==== QUELLENAUSZUG ====

Dabei kam es zum intensiven Einsatz von Pfefferspray gegenüber den
Gegendemonstrant:innen.(1, 2, 3) Im Internet, insbesondere auf
Twitter, kursieren Videos, die ein gewaltvolles Bild vom Vorgehen der
Einsatzkräfte zeichnen: Demnach soll sich - unter anderem - die Polizei
trotz Bewusstlosigkeit einer Gegendemonstrantin nicht von der Intensität
ihres Einsatzes abhalten haben lassen. Darüber zeigt sich insbesondere
Amnesty Austria besorgt. (4)

==== BEREITGESTELLTES MATERIAL ====

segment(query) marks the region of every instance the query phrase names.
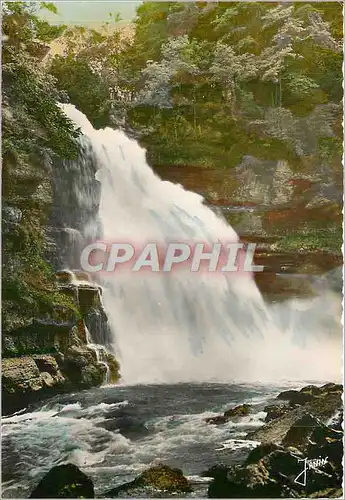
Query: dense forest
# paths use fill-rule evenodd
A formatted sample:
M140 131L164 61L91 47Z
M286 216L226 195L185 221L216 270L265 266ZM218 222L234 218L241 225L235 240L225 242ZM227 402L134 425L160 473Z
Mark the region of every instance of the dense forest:
M39 8L56 12L45 2L3 9L10 308L13 300L15 310L52 304L43 258L50 193L30 190L44 184L54 158L76 154L78 134L59 101L75 104L95 127L124 127L153 166L230 169L252 155L297 170L326 165L341 178L339 2L145 2L132 25L118 28L110 13L99 31L50 25Z
M340 4L145 2L133 35L114 26L66 30L50 71L96 125L140 134L154 163L339 159Z
M133 130L154 163L228 168L244 154L339 161L337 2L145 2L133 29L116 29L110 14L100 31L49 26L22 2L6 9L5 76L15 75L17 97L45 100L36 119L57 149L62 128L47 106L62 91L95 126ZM42 66L40 47L58 37L63 54Z

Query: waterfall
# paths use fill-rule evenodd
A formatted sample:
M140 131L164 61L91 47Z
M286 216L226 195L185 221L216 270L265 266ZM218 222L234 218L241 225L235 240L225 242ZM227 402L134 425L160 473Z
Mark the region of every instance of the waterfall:
M135 140L120 130L95 130L74 106L64 110L83 133L78 175L91 159L96 165L104 242L143 248L238 241L201 196L162 181ZM91 233L89 225L89 240ZM331 290L269 306L248 273L118 268L97 279L110 322L107 343L125 383L341 377L341 297Z

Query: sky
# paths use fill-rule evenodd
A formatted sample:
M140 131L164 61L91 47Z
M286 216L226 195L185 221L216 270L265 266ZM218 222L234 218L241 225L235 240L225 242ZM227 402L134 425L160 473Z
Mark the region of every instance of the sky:
M59 0L53 2L59 15L49 11L41 12L41 17L52 24L77 24L95 27L109 20L109 13L119 13L123 21L131 21L135 17L135 9L140 1L71 1Z

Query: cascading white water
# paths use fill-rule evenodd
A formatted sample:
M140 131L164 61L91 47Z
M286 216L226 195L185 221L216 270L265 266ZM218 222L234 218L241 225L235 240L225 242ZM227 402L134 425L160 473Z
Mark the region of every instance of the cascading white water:
M201 196L155 175L135 140L64 109L97 159L103 241L238 241ZM119 268L98 279L126 383L341 378L341 299L331 291L271 307L248 274Z

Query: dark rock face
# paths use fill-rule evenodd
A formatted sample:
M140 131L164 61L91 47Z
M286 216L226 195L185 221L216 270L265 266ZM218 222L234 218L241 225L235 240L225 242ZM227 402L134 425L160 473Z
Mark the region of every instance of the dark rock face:
M290 407L291 408L291 407ZM265 422L270 422L276 418L281 417L289 409L287 405L268 405L265 406L264 411L267 413L265 417Z
M298 407L285 405L283 415L248 435L253 439L255 434L256 440L261 437L263 443L249 453L243 465L216 466L205 472L214 478L208 497L341 497L343 430L340 412L334 417L342 407L341 393L338 384L286 391L283 400L294 400L296 394L312 399ZM272 411L277 411L276 405Z
M80 306L78 285L66 285L67 279L69 273L64 276L60 273L58 289L74 300L76 312L72 311L60 321L49 318L35 321L3 335L2 401L5 413L57 392L97 387L105 381L106 364L110 368L109 381L119 380L119 364L114 356L104 348L98 359L95 349L87 344L89 311L105 314L98 285L90 283L83 287ZM62 284L61 280L64 280ZM106 316L104 322L107 322ZM95 332L96 337L100 335L98 329L89 331Z
M30 498L95 498L92 480L76 465L53 467Z
M308 386L308 389L303 388L301 391L286 391L282 393L284 394L284 400L290 401L290 405L286 408L284 414L271 420L260 429L251 432L247 437L262 443L274 442L280 444L289 429L305 415L306 418L308 418L308 415L312 415L314 418L319 419L322 424L326 424L343 407L341 399L342 385L327 384L320 389L321 393L314 391L317 393L315 396L309 393L310 386ZM306 390L308 394L305 394ZM291 405L291 401L295 401L296 394L298 394L298 400L304 402L298 405ZM307 396L307 401L304 400L305 396ZM314 426L312 425L311 427Z
M188 493L192 489L180 469L172 469L167 465L157 465L144 471L134 481L107 491L102 496L115 498L121 493L127 493L129 496L142 496L145 491L150 491L151 495L155 496L154 492L167 492L176 495Z
M244 403L242 405L235 406L234 408L230 408L226 410L224 415L217 415L216 417L209 417L205 419L205 422L208 424L220 425L225 424L233 417L244 417L249 415L251 412L251 406Z
M224 413L224 417L244 417L245 415L249 415L251 411L251 406L247 404L235 406L235 408L230 408Z
M95 179L97 160L85 137L80 140L80 149L77 161L58 161L52 169L52 207L47 224L50 244L46 258L55 269L80 269L84 246L101 235L98 219L101 186Z

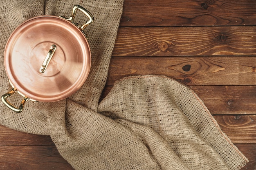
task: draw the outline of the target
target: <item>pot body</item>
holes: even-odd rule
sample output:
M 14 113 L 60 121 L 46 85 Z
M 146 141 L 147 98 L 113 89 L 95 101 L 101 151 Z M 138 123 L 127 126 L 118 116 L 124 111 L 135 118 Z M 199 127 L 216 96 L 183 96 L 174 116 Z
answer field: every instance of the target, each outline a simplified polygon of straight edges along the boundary
M 89 18 L 82 26 L 73 22 L 77 9 Z M 19 26 L 4 51 L 4 67 L 13 89 L 2 96 L 4 103 L 20 112 L 28 99 L 57 101 L 80 88 L 91 64 L 90 49 L 83 29 L 93 21 L 89 12 L 75 5 L 69 19 L 41 16 Z M 24 97 L 18 107 L 6 99 L 16 92 Z

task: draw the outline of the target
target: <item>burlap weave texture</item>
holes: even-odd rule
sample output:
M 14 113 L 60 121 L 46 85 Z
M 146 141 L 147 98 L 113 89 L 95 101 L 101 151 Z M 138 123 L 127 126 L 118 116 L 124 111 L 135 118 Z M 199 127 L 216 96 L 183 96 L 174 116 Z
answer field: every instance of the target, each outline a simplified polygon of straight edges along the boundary
M 123 0 L 11 0 L 0 2 L 0 92 L 7 40 L 18 24 L 43 15 L 69 17 L 74 4 L 94 16 L 86 28 L 92 54 L 84 85 L 65 100 L 29 102 L 17 114 L 1 102 L 0 124 L 50 135 L 76 170 L 238 170 L 248 160 L 218 127 L 196 95 L 164 76 L 118 81 L 100 103 Z M 76 22 L 82 23 L 83 16 Z M 14 99 L 17 103 L 20 99 Z

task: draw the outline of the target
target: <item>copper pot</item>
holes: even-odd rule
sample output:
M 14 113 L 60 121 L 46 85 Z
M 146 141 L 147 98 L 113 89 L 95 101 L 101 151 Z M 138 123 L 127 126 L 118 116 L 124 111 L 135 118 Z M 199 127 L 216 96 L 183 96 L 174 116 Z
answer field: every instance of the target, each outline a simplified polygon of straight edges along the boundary
M 89 18 L 81 26 L 73 22 L 77 9 Z M 91 53 L 83 30 L 94 20 L 79 5 L 69 18 L 43 15 L 31 18 L 12 33 L 5 47 L 4 63 L 11 90 L 2 102 L 16 112 L 25 102 L 55 102 L 76 92 L 90 70 Z M 17 92 L 23 97 L 16 107 L 7 98 Z

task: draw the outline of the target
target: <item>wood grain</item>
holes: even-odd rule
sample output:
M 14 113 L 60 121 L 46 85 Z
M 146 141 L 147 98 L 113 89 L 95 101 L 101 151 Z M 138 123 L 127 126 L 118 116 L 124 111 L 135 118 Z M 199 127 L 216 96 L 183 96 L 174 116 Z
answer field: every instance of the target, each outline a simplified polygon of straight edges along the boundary
M 49 136 L 19 132 L 0 125 L 0 146 L 54 145 Z
M 256 168 L 256 145 L 236 144 L 236 146 L 249 160 L 249 162 L 241 170 L 255 170 Z
M 121 26 L 253 25 L 254 0 L 126 0 Z
M 214 117 L 234 144 L 256 144 L 256 115 L 216 115 Z
M 55 146 L 0 147 L 0 170 L 73 170 Z
M 107 85 L 149 74 L 165 75 L 190 86 L 256 85 L 255 61 L 255 57 L 112 57 Z
M 112 88 L 105 87 L 101 101 Z M 190 88 L 213 115 L 252 115 L 256 113 L 255 86 L 194 86 Z
M 256 145 L 236 144 L 249 162 L 241 170 L 253 170 L 256 164 Z M 0 170 L 73 170 L 54 146 L 0 147 Z
M 112 53 L 115 57 L 256 55 L 254 26 L 120 28 Z

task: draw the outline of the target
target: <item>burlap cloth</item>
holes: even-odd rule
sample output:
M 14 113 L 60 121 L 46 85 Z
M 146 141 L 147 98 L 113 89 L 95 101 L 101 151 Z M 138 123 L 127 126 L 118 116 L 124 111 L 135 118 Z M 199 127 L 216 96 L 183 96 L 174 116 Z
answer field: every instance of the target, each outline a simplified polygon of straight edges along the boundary
M 1 102 L 0 124 L 50 135 L 61 155 L 76 170 L 240 169 L 247 159 L 222 132 L 197 96 L 175 80 L 154 75 L 124 78 L 116 82 L 99 103 L 123 2 L 1 1 L 2 94 L 11 89 L 3 66 L 4 49 L 18 24 L 43 15 L 69 17 L 75 4 L 88 9 L 95 22 L 85 31 L 92 64 L 83 87 L 60 102 L 28 102 L 20 113 Z M 79 22 L 82 18 L 78 18 Z

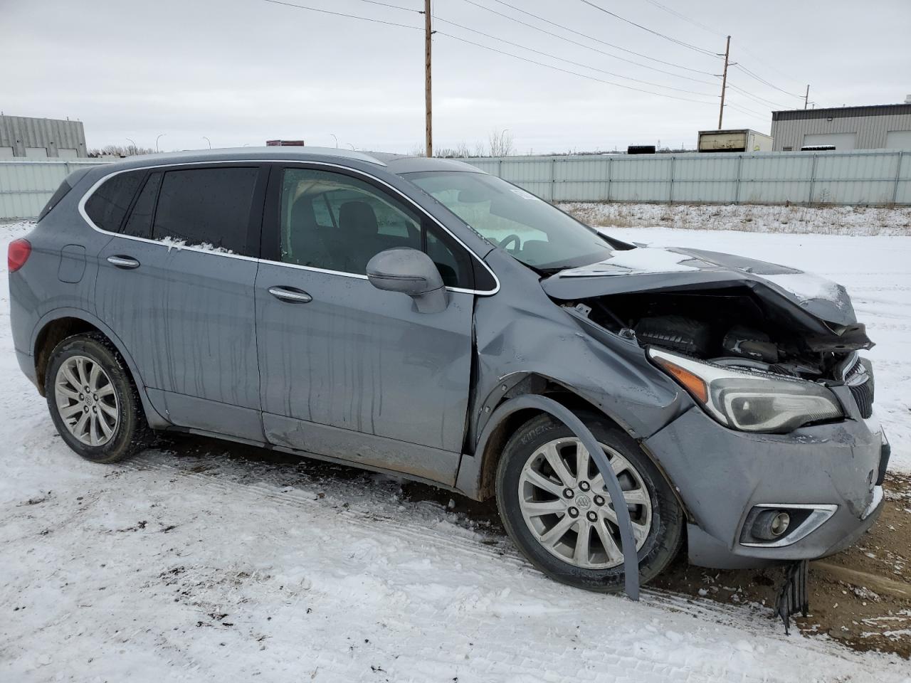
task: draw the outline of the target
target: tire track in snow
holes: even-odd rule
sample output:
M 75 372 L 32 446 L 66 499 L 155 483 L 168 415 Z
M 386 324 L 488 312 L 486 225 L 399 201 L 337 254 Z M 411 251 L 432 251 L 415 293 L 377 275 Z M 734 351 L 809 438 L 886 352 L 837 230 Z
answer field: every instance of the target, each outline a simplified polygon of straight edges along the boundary
M 376 511 L 363 507 L 362 504 L 351 505 L 349 507 L 342 507 L 343 501 L 339 498 L 338 493 L 332 491 L 333 488 L 340 488 L 338 482 L 313 482 L 319 488 L 325 489 L 325 497 L 317 497 L 316 491 L 308 488 L 298 488 L 289 484 L 276 486 L 275 484 L 261 482 L 242 482 L 239 480 L 240 475 L 246 475 L 248 472 L 226 472 L 223 467 L 216 467 L 206 471 L 194 471 L 188 463 L 186 466 L 179 460 L 167 462 L 162 459 L 161 454 L 147 452 L 133 463 L 128 464 L 129 470 L 148 471 L 161 473 L 166 475 L 176 474 L 180 479 L 191 480 L 193 485 L 201 485 L 206 488 L 219 491 L 220 494 L 236 498 L 246 498 L 250 501 L 261 504 L 263 500 L 275 503 L 278 505 L 288 509 L 304 510 L 308 514 L 317 515 L 323 522 L 328 522 L 333 526 L 344 528 L 354 526 L 368 535 L 375 535 L 377 527 L 381 527 L 384 537 L 392 536 L 391 545 L 397 546 L 398 544 L 416 545 L 421 547 L 433 548 L 436 552 L 446 553 L 450 556 L 446 559 L 459 562 L 466 566 L 476 564 L 479 559 L 490 559 L 495 563 L 508 563 L 508 566 L 518 570 L 524 575 L 537 575 L 522 558 L 517 551 L 512 546 L 506 537 L 501 537 L 497 545 L 499 548 L 485 545 L 480 537 L 482 535 L 477 532 L 464 529 L 445 519 L 440 519 L 439 515 L 445 515 L 442 508 L 434 511 L 435 515 L 429 516 L 422 514 L 416 508 L 424 504 L 404 503 L 405 509 L 395 511 Z M 232 462 L 232 465 L 237 466 L 237 463 Z M 280 465 L 279 465 L 280 466 Z M 242 465 L 241 465 L 242 467 Z M 208 474 L 207 474 L 208 473 Z M 281 478 L 280 474 L 274 474 L 276 478 Z M 376 496 L 374 496 L 376 497 Z M 384 501 L 374 501 L 383 506 L 391 506 Z M 435 505 L 435 504 L 434 504 Z M 409 509 L 411 508 L 411 509 Z M 417 515 L 414 515 L 414 513 Z M 333 513 L 330 515 L 330 513 Z M 396 517 L 404 517 L 404 521 L 400 521 Z M 430 523 L 429 525 L 425 525 Z M 445 528 L 449 527 L 449 528 Z M 467 535 L 448 535 L 447 532 L 458 530 Z M 286 542 L 287 538 L 281 534 L 264 531 L 263 535 L 273 543 Z M 554 584 L 555 591 L 563 589 Z M 563 589 L 565 590 L 565 589 Z M 570 590 L 573 594 L 588 596 L 582 591 Z M 583 599 L 586 600 L 587 597 Z M 612 607 L 608 601 L 611 599 L 620 599 L 615 596 L 598 596 L 595 599 L 603 600 L 605 607 Z M 628 605 L 629 603 L 620 603 Z M 763 638 L 777 641 L 783 645 L 789 645 L 793 640 L 783 635 L 780 622 L 773 617 L 771 607 L 758 607 L 756 606 L 737 607 L 724 605 L 707 598 L 694 598 L 685 594 L 673 593 L 661 589 L 646 588 L 642 593 L 643 606 L 657 607 L 662 611 L 685 614 L 699 618 L 704 623 L 715 623 L 739 630 L 746 630 L 755 635 L 761 635 Z M 456 609 L 456 611 L 458 611 Z M 562 610 L 560 610 L 562 611 Z M 425 615 L 425 618 L 433 620 L 435 612 Z M 812 650 L 820 656 L 828 657 L 835 654 L 845 661 L 861 663 L 864 661 L 863 656 L 858 655 L 846 648 L 838 648 L 834 651 L 832 647 L 824 640 L 815 640 L 810 637 L 804 637 L 801 647 Z M 618 660 L 619 661 L 619 660 Z M 634 660 L 636 661 L 636 660 Z M 666 662 L 656 661 L 656 665 L 664 666 Z M 632 668 L 634 667 L 630 665 Z M 703 678 L 698 670 L 691 670 L 694 678 L 684 678 L 681 680 L 714 680 L 715 678 Z M 702 673 L 705 673 L 704 671 Z M 752 677 L 744 675 L 738 678 L 744 683 L 751 681 L 768 680 L 764 676 Z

====

**AUFGABENSTELLUNG**:
• 1. Erläutern Sie in ein bis drei Sätzen, worüber sich Amnesty Austria laut dem Quellenauszug besorgt zeigt.
• 2. Schreiben Sie aus dem Quellenauszug den Abschnitt von „Dabei kam es“ bis „Austria besorgt. (4)“ wortgetreu ab.

**LÖSUNGEN**:
• 1. Amnesty Austria ist besorgt über Videos, die vor allem auf Twitter kursieren und ein gewaltvolles Bild vom Vorgehen der Einsatzkräfte zeichnen. Demnach soll sich die Polizei trotz der Bewusstlosigkeit einer Gegendemonstrantin nicht davon abgehalten haben lassen, ihren Einsatz mit unverminderter Intensität fortzusetzen.

• 2.
Dabei kam es zum intensiven Einsatz von Pfefferspray gegenüber den
Gegendemonstrant:innen.(1, 2, 3) Im Internet, insbesondere auf
Twitter, kursieren Videos, die ein gewaltvolles Bild vom Vorgehen der
Einsatzkräfte zeichnen: Demnach soll sich - unter anderem - die Polizei
trotz Bewusstlosigkeit einer Gegendemonstrantin nicht von der Intensität
ihres Einsatzes abhalten haben lassen. Darüber zeigt sich insbesondere
Amnesty Austria besorgt. (4)